A partir da vigência da referida lei, que aumentou a pena prevista para tal delito para o mínimo de 6 (seis) e máximo de 10 (dez) anos de reclusão, equiparando-a com a do estupro, essa discussão se tornou ainda mais forte e passou-se então a discutir qual seria a gravidade do ato libidinoso que daria ensejo a uma punição tão grave.
Posteriormente, a partir da Lei 12.015 de 2009, que unificou ambas as figuras num único tipo penal (art. 213[12]), permaneceu no âmbito doutrinário a dúvida acerca do alcance dessa expressão, de modo a levantar discussões relativas a quais atos libidinosos, além da conjunção carnal, teriam o condão de se enquadrar no tipo penal em questão, uma vez que a lei penal nunca foi precisa/taxativa por não trazer um conceito claro de ato libidinoso ou nem mesmo um rol exemplificativo de modo a nortear os intérpretes.
3.1 DA IMPRECISÃO DA AMPLITUDE DA EXPRESSÃO "OUTRO ATO LIBIDINOSO" NO DIREITO PENAL BRASILEIRO
Assim como os diversos ordenamentos jurídicos estrangeiros estudados, a legislação brasileira adotou uma expressão absolutamente imprecisa quando da tipificação do antigo crime de atentado violento ao pudor (agora incorporada ao crime de estupro), qual seja a de "outro ato libidinoso", deixando muitas dúvidas nos operadores do direito sobre o que seria o ato libidinoso capaz de configurar o delito do artigo 213[13] do Código Penal.
Como tratado anteriormente, ato libidinoso é aquele que tem o objetivo de satisfação da lascívia, do apetite sexual. Trata-se de um conceito bastante amplo, na medida em que compreende qualquer atitude que tenha o intuito de satisfazer a libido. A partir desse conceito, a dificuldade entre os operadores do direito está justamente em definir o que seria o ato libidinoso típico, haja vista que nem todo constragimento à prática de ato libidinoso pode ser considerado criminoso e que a lei penal não o definiu e nem ao menos trouxe exemplos de atos que dariam ensejo à configuração do estupro, com exceção da conjunção carnal. O resultado disso é uma discricionariedade grande por parte dos aplicadores da norma, exatamente por não encontrarem limites jurídicos que os orientem, o que os leva a interpretações subjetivas embasadas em concepções morais.
Mais do que isso, essa imprecisão do termo em questão reduz a eficácia da função garantista do Direito Penal, abrindo margem para arbitrariedade estatal e enfraquecendo o ideal de Estado Democrático de Direito.
Sendo assim, a verificação, em determinado caso concreto, do ato libidinoso típico deve ser bastante cuidadosa para que não sejam punidas com uma pena tão grave condutas que efetivamente não sejam igualmente graves.
Sobre isso, INGRID PEREIRA DE ANDRADE[14]:
Quando estudamos o crime de estupro é preciso tomarmos cuidado com a intervenção desmedida do direito de punir do Estado, pois dependendo do caso poderíamos aplicar uma pena de 6 anos para quem desejasse apenas brincar, humilhar ou sujeitar a vítima a um vexame qualquer. [...] isto significa que nem sempre o ato libidinoso será um crime de relevância, podendo assim caracterizar uma contravenção penal (importunação ofensivo ao pudor), um crime de constrangimento ilegal ou até mesmo uma injúria real.

= = = = =

Tarefa solicitada A> Separe, nos registros abaixo, todas as linhas em que aparece a palavra "plate" e copie cada uma delas.

Dados extraídos>
= = = = =

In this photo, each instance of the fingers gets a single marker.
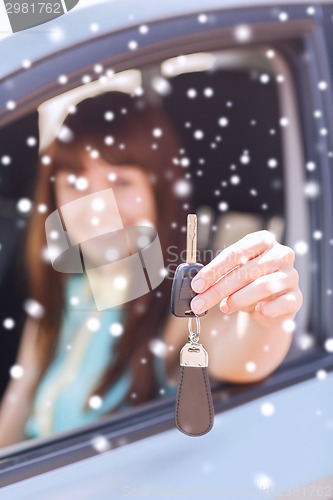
(262, 289)
(239, 253)
(266, 263)
(287, 304)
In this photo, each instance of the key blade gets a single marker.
(191, 245)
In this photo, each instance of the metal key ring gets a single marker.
(194, 336)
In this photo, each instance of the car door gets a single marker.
(271, 437)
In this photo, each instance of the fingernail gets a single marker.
(198, 285)
(258, 308)
(197, 303)
(225, 308)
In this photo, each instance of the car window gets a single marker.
(223, 128)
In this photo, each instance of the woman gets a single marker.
(117, 141)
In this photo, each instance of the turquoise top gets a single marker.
(85, 348)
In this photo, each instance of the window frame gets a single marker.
(40, 83)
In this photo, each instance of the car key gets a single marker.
(181, 292)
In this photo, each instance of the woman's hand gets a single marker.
(256, 275)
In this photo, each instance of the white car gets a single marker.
(248, 86)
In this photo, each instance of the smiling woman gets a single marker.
(81, 364)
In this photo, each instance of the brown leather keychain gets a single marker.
(194, 412)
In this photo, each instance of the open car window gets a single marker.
(241, 160)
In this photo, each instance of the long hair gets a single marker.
(132, 126)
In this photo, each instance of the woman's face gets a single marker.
(131, 187)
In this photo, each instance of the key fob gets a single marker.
(181, 292)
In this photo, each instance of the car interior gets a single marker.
(226, 107)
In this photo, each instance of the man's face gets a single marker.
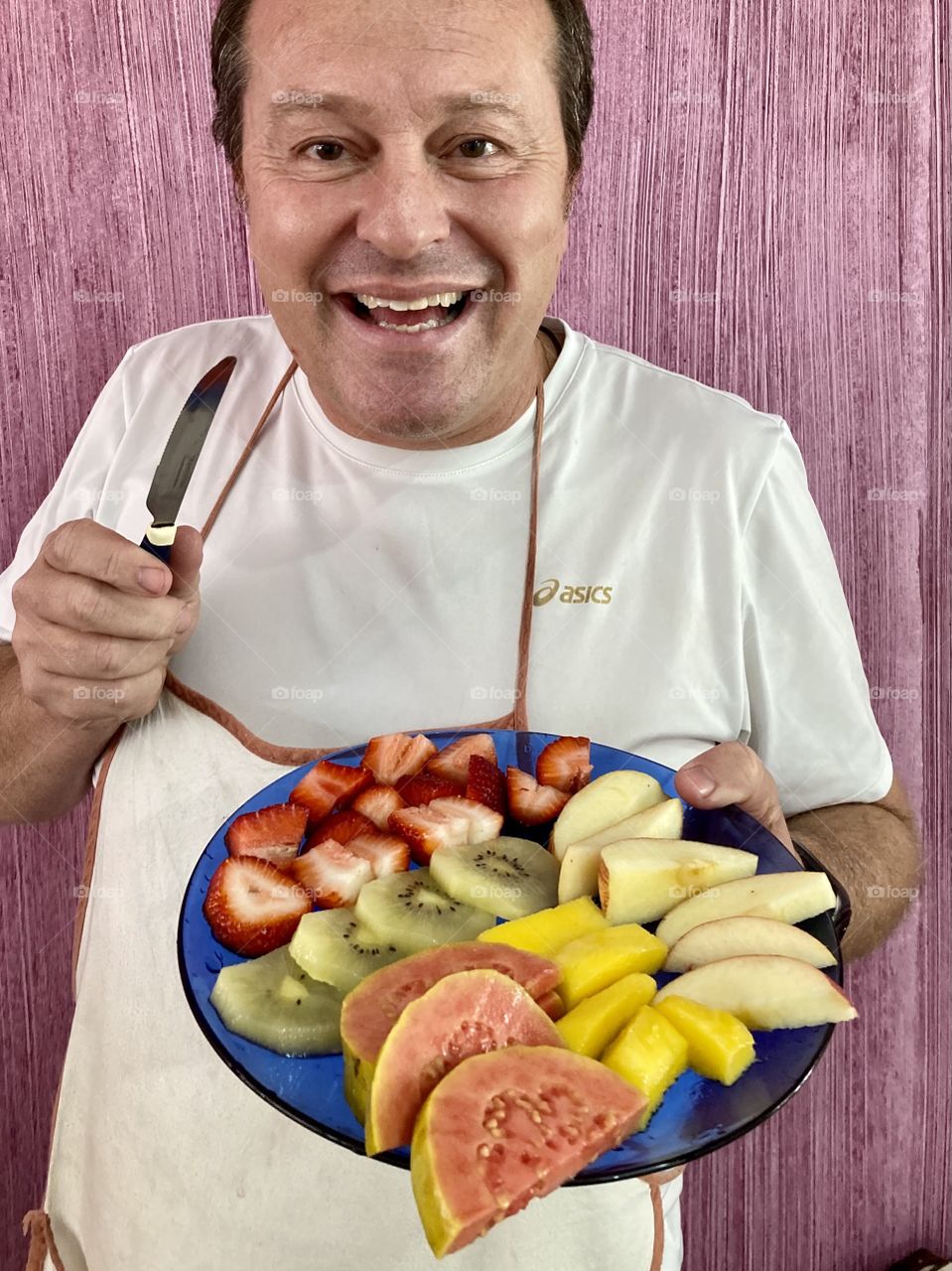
(402, 151)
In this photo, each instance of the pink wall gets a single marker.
(776, 167)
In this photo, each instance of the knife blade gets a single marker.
(181, 455)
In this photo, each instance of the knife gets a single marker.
(181, 455)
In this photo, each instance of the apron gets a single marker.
(160, 1158)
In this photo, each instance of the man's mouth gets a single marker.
(409, 316)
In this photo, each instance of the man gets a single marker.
(407, 177)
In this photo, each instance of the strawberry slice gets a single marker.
(332, 875)
(453, 761)
(565, 764)
(253, 908)
(270, 834)
(485, 784)
(530, 802)
(340, 826)
(386, 853)
(328, 785)
(395, 755)
(377, 802)
(420, 789)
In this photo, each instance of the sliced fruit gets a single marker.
(565, 764)
(371, 1009)
(606, 801)
(270, 1001)
(334, 947)
(551, 1112)
(719, 1045)
(590, 1026)
(791, 898)
(485, 784)
(397, 755)
(640, 880)
(253, 908)
(580, 863)
(734, 937)
(272, 834)
(529, 802)
(463, 1015)
(765, 992)
(331, 874)
(599, 958)
(549, 929)
(412, 912)
(504, 877)
(453, 761)
(377, 803)
(651, 1054)
(328, 785)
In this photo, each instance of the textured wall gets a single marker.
(761, 210)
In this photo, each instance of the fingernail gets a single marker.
(702, 778)
(152, 580)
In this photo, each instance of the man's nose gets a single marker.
(404, 207)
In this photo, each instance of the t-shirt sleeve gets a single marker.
(811, 720)
(77, 490)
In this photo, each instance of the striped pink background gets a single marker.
(787, 168)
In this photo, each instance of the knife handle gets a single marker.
(158, 540)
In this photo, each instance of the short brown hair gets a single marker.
(572, 71)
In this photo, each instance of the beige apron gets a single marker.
(162, 1160)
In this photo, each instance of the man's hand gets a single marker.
(98, 620)
(733, 773)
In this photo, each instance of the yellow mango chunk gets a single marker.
(651, 1054)
(593, 962)
(590, 1026)
(719, 1045)
(549, 929)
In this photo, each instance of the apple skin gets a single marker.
(765, 992)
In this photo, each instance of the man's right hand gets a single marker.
(98, 620)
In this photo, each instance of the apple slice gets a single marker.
(788, 897)
(580, 865)
(734, 937)
(640, 880)
(764, 992)
(606, 801)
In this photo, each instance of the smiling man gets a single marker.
(403, 427)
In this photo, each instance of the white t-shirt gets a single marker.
(351, 589)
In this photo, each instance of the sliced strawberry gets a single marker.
(253, 908)
(485, 784)
(453, 761)
(377, 802)
(530, 802)
(332, 875)
(565, 764)
(271, 834)
(481, 822)
(386, 853)
(425, 786)
(340, 826)
(328, 785)
(397, 755)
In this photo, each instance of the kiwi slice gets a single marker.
(504, 877)
(411, 911)
(332, 945)
(271, 1001)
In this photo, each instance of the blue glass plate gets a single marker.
(696, 1115)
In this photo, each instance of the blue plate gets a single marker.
(696, 1115)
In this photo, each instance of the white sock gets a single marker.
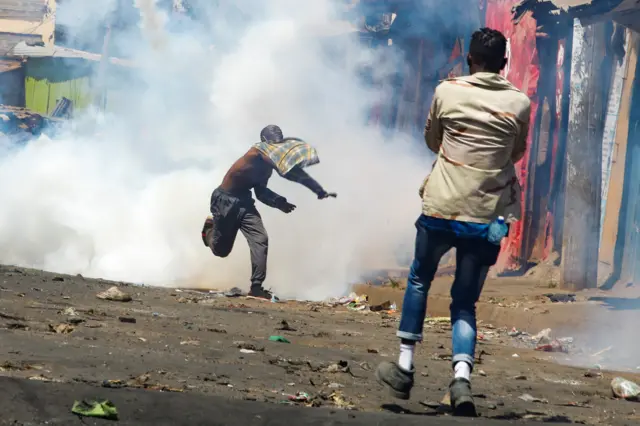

= = = = =

Tarefa solicitada B> Diga se cada afirmação a seguir está de acordo com o texto sobre o ato libidinoso no direito penal, respondendo sim ou não e citando literalmente as palavras do texto que decidem a questão: (i) A Lei 12.015 de 2009 unificou as duas figuras num único tipo penal. (ii) A lei penal traz um rol exemplificativo de atos libidinosos. (iii) A pena mínima prevista passou a ser de 8 anos de reclusão.

Resposta final A>
In this photo, each instance of the blue glass plate gets a single marker.
In this photo, each instance of the blue plate gets a single marker.

Resposta final B>
(i) Sim: "a partir da Lei 12.015 de 2009, que unificou ambas as figuras num único tipo penal"
(ii) Não: "por não trazer um conceito claro de ato libidinoso ou nem mesmo um rol exemplificativo"
(iii) Não: "o mínimo de 6 (seis) e máximo de 10 (dez) anos de reclusão"